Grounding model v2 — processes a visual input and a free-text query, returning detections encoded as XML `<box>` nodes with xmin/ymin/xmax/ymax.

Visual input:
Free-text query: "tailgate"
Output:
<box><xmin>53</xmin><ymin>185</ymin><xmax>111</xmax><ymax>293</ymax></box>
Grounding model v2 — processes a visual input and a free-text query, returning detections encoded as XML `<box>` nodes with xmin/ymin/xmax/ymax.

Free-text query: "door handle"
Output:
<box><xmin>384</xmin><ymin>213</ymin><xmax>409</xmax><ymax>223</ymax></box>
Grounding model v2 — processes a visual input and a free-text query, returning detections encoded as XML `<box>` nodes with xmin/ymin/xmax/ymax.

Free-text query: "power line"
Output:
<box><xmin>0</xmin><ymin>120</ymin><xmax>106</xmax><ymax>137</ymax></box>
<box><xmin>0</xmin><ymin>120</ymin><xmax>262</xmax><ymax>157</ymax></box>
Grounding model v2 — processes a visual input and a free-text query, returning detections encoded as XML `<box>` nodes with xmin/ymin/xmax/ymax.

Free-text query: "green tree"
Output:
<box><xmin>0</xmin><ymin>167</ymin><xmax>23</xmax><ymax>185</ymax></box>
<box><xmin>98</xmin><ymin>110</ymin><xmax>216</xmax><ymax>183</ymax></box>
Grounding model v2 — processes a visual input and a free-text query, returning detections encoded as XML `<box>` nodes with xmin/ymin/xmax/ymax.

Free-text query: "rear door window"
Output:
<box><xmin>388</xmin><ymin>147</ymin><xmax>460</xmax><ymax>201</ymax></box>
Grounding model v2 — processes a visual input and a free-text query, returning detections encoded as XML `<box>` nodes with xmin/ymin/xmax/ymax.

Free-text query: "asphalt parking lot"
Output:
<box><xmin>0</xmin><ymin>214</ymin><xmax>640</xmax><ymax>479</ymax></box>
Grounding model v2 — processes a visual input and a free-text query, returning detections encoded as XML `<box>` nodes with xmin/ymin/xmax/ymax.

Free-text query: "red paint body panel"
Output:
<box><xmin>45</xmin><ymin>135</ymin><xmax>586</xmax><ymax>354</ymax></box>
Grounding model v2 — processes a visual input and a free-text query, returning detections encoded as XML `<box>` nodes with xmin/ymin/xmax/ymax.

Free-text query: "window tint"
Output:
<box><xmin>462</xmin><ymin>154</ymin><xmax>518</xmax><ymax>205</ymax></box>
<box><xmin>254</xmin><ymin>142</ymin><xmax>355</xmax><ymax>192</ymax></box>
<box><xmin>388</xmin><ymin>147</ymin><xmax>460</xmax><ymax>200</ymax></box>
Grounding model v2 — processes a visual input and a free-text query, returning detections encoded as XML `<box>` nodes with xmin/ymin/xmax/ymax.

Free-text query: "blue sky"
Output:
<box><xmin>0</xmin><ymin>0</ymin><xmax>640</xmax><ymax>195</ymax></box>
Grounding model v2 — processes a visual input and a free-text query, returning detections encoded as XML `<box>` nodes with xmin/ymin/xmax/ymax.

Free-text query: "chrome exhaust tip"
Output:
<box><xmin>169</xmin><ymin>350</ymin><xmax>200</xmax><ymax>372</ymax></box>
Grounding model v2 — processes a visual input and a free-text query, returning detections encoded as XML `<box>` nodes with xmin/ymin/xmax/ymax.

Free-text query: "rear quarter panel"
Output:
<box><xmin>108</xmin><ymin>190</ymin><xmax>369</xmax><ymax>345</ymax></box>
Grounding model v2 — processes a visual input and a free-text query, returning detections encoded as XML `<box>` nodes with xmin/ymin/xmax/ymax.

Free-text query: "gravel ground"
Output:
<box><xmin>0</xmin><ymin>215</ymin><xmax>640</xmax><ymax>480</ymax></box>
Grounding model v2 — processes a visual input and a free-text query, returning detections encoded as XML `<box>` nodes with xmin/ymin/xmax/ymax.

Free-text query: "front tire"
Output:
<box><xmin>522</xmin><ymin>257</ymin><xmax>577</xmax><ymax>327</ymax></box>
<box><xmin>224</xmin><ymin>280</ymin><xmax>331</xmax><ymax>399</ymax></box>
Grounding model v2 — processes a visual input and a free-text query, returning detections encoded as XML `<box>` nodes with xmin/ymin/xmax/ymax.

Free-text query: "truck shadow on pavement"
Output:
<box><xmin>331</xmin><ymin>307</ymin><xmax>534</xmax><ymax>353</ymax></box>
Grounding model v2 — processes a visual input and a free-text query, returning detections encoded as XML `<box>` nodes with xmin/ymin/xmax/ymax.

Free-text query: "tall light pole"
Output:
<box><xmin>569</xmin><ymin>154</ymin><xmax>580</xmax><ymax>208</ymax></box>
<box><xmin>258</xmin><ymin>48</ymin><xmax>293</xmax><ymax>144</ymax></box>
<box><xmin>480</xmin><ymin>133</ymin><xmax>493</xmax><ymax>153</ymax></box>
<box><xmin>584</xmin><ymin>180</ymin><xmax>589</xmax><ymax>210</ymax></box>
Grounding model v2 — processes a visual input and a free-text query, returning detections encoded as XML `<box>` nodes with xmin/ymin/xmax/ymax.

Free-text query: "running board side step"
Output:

# # # # #

EXERCISE BRIEF:
Which lines of the material above contain the word "rear"? Show each of those lines in full.

THE OUTPUT:
Free-text query: "rear door window"
Free-text query: "rear quarter panel"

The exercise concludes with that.